AIM OF THE EXERCISE: State how many lines in the data below contain the string "ceiling", giving only the number.
------------------------------------------------
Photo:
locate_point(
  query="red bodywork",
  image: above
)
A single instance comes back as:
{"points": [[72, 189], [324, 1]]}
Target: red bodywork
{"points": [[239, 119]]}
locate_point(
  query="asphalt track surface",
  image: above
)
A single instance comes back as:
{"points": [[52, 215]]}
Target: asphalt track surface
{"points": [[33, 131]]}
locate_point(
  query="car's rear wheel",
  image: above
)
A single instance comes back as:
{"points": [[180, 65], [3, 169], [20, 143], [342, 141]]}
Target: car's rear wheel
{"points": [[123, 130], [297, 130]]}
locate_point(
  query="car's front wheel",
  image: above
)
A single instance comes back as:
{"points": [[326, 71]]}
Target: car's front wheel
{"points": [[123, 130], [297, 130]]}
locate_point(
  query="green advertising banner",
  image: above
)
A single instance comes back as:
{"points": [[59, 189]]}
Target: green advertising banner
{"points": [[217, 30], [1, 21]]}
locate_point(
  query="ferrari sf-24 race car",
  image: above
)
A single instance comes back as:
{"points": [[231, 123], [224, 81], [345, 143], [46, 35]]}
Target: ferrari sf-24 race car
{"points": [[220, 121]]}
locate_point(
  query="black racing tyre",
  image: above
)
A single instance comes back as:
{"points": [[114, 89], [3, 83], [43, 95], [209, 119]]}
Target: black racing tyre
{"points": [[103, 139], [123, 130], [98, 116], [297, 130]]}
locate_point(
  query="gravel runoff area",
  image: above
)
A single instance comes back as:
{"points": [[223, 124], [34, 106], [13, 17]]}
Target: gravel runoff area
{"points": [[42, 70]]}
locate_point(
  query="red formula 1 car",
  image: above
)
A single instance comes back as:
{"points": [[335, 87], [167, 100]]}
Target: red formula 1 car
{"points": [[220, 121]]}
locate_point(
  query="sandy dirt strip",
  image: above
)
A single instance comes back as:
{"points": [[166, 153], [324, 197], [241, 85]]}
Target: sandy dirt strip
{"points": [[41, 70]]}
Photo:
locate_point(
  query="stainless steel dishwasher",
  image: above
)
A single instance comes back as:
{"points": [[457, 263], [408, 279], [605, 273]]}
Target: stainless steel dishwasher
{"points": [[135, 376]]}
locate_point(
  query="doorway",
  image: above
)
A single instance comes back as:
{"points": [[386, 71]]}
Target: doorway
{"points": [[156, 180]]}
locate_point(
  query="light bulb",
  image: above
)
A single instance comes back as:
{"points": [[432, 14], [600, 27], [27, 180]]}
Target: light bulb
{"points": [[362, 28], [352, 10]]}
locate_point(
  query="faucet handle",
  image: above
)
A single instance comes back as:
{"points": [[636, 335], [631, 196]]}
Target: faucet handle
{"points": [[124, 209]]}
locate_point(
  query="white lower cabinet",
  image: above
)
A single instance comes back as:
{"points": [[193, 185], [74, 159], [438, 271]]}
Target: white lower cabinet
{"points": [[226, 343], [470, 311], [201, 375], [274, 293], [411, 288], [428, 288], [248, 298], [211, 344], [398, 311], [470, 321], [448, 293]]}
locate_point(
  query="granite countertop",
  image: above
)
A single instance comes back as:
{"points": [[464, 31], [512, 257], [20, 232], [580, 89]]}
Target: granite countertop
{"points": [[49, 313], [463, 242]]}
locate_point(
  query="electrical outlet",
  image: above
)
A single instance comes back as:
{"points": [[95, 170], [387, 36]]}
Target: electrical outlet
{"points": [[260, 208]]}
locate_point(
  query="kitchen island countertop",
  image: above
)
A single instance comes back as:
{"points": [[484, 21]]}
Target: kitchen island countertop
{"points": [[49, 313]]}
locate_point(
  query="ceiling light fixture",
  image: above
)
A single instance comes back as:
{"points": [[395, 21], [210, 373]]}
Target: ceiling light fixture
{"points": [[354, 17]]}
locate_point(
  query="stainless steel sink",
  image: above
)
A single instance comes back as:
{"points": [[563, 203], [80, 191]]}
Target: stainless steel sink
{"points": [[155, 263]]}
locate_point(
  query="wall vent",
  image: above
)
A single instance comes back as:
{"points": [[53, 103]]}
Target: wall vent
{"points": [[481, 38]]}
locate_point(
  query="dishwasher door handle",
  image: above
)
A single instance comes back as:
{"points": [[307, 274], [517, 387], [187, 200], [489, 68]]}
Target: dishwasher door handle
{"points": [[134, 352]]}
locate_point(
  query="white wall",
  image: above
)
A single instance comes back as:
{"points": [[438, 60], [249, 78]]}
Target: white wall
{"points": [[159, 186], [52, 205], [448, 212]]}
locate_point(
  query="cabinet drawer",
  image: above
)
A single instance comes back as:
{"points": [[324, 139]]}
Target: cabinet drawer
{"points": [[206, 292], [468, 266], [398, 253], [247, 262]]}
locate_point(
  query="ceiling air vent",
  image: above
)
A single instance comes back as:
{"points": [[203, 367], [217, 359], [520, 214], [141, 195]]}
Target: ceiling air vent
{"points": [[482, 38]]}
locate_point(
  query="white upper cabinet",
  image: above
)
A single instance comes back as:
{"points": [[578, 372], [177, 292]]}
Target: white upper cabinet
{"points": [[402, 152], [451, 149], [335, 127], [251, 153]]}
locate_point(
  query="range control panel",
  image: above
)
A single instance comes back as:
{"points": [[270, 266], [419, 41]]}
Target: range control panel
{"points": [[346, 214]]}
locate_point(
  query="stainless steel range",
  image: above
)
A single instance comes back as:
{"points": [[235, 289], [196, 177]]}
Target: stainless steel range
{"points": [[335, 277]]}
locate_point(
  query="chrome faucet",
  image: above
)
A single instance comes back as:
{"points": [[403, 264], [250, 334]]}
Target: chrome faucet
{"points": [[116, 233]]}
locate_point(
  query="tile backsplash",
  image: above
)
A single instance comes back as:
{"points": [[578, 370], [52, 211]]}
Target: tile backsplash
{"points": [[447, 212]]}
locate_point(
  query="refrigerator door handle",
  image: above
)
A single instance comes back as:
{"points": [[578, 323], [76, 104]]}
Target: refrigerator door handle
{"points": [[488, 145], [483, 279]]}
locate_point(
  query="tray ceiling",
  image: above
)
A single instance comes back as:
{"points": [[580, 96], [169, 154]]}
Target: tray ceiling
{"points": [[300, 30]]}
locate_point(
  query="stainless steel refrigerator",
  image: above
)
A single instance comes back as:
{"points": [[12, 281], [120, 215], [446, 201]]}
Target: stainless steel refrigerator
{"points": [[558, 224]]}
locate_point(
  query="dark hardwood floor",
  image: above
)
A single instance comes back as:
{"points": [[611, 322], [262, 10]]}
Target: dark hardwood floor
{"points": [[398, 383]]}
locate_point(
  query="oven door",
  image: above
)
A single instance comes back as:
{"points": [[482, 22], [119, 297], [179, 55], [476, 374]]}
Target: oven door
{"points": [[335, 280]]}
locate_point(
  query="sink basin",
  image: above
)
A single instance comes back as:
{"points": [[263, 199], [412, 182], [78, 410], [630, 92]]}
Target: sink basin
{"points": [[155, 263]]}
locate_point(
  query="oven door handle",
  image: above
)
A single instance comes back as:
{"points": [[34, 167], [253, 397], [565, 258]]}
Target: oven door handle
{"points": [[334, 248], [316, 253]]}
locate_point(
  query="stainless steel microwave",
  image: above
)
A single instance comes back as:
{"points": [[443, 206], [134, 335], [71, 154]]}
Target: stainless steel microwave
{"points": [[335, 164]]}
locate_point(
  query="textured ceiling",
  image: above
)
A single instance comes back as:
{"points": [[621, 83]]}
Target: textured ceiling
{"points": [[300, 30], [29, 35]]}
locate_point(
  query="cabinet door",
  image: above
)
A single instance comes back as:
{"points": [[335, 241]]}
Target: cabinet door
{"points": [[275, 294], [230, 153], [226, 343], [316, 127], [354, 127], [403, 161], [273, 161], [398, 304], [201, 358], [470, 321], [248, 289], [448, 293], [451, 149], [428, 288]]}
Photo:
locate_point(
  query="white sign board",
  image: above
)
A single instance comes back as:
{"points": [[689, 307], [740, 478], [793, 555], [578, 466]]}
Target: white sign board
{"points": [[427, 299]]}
------------------------------------------------
SOLUTION: 8